GOAL OF THE EXERCISE: Write out every one of the rows below word for word, without changing anything.

RECORDS FOR PROCESSING:
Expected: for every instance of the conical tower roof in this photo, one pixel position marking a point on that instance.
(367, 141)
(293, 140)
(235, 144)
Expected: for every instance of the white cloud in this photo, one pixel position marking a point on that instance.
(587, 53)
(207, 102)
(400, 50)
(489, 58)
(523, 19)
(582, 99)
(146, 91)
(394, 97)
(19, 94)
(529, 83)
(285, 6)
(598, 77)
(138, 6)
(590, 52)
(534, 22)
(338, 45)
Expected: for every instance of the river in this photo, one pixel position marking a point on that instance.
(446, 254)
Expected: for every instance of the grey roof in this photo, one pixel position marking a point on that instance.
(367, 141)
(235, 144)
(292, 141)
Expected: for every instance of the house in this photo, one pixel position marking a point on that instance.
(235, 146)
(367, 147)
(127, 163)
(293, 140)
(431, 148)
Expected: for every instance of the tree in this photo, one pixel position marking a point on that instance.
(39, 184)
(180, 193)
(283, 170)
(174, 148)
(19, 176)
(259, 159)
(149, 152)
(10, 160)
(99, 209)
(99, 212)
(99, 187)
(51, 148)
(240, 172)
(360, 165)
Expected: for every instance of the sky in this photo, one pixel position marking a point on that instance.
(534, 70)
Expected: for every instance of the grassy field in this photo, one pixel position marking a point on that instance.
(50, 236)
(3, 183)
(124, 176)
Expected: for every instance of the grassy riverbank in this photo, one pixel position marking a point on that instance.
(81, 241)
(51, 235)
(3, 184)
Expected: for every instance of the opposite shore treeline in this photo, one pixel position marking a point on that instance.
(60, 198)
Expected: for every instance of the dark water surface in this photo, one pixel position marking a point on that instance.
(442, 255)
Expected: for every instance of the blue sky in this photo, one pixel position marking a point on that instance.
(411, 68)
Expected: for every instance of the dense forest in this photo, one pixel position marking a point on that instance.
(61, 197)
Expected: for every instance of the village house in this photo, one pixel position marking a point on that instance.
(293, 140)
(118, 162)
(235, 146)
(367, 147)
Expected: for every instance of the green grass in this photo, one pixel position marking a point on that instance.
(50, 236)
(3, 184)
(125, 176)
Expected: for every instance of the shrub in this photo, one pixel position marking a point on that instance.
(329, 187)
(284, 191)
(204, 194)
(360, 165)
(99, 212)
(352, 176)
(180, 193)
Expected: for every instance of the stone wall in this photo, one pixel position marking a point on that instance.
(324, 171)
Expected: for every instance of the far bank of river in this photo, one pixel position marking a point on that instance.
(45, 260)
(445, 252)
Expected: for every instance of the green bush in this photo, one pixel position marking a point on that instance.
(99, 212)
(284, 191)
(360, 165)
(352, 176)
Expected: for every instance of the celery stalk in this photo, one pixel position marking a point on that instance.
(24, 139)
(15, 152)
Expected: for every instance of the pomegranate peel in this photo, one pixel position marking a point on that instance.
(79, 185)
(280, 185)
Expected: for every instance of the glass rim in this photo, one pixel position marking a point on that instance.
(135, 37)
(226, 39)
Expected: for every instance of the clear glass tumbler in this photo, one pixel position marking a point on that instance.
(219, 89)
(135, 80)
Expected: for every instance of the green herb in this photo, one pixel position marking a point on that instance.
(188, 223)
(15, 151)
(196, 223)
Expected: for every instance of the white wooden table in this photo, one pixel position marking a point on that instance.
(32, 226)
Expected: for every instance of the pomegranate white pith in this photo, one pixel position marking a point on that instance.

RESPONSE TO THE EXERCISE:
Expected: for every instance of the conical tower roof in this photo, one pixel position marking a point on that instance.
(367, 141)
(293, 140)
(235, 144)
Expected: for every instance of the white cloud in this photo, one pixel position marking a point on that instance.
(587, 53)
(207, 102)
(400, 50)
(489, 58)
(523, 19)
(582, 99)
(146, 91)
(394, 97)
(19, 94)
(529, 83)
(285, 6)
(598, 77)
(138, 6)
(590, 52)
(534, 22)
(338, 45)
Expected: for every instance of the river in this photo, one pixel position marking a point on that instance.
(446, 254)
Expected: for every instance of the grey roof in this photo, one pixel position marking a point on that instance.
(367, 141)
(235, 144)
(292, 141)
Expected: for every instance of the house in this photo, one pixel position marking a point on that instance.
(235, 146)
(367, 147)
(127, 163)
(293, 140)
(431, 148)
Expected: for every instance of the tree in this photo, one pixel position marking a point on that instance.
(39, 184)
(180, 193)
(283, 170)
(174, 148)
(19, 176)
(259, 159)
(149, 152)
(10, 160)
(99, 209)
(99, 212)
(99, 187)
(51, 148)
(240, 172)
(360, 165)
Expected: for every instance of the sky in this photo, one pixel position marking a point on that instance.
(534, 70)
Expected: for every instance of the grassy field in this photo, one pixel position marking a point on that instance.
(50, 236)
(3, 183)
(124, 176)
Expected: for every instance of the grassy riverbank in this photo, one pixel position marking a point on that instance.
(81, 241)
(51, 235)
(3, 184)
Expected: for every instance of the opposite shore treeline in this photo, one pixel position marking a point on that instance.
(60, 198)
Expected: for every instance of the dark water surface in this photo, one pixel position marking a point on that instance.
(442, 255)
Expected: for every instance of the blue sky in this photo, one pixel position marking a point on that instance.
(411, 68)
Expected: for every instance of the dense forest in this photo, one pixel position marking a point on that instance.
(61, 197)
Expected: for every instance of the village house in this photo, one pixel position marking a point on that instance.
(293, 140)
(118, 162)
(235, 146)
(367, 147)
Expected: for every instance of the green grass in this photo, one pixel position marking a point on that instance.
(50, 236)
(3, 184)
(125, 176)
Expected: for every instance of the shrub in this photo, one pixel position marking a point on that instance.
(329, 187)
(284, 191)
(204, 194)
(360, 165)
(99, 212)
(352, 176)
(180, 193)
Expected: for every instance of the stone wall in this photo, one pixel position marking a point on that instance.
(324, 171)
Expected: for every instance of the far bank of river in this photo, one pixel position marking a point on that instance.
(45, 260)
(445, 252)
Expected: for every instance of the green bush in this photo, one pixel position marking a point on that instance.
(99, 212)
(284, 191)
(360, 165)
(352, 176)
Expected: for every instance of the celery stalk in this photo, one pixel position marking a point on that instance.
(24, 139)
(15, 152)
Expected: for every instance of the pomegranate peel in this photo, one pixel position marking a point on that instance.
(79, 185)
(280, 185)
Expected: for every instance of the glass rim in this photo, one pixel position marking a point on that instance.
(135, 37)
(226, 39)
Expected: for every instance of the clear glass tumbler in this photo, one pixel position marking a point on that instance.
(219, 89)
(135, 80)
Expected: for every instance of the green herb in this photo, one pixel position marking a point on that instance.
(188, 223)
(15, 151)
(196, 223)
Expected: for every instance of the white wooden table in this photo, one pixel position marking a point on that instance.
(32, 226)
Expected: for every instance of the pomegranate white pith in this photo, one pixel position marking a point on that instance.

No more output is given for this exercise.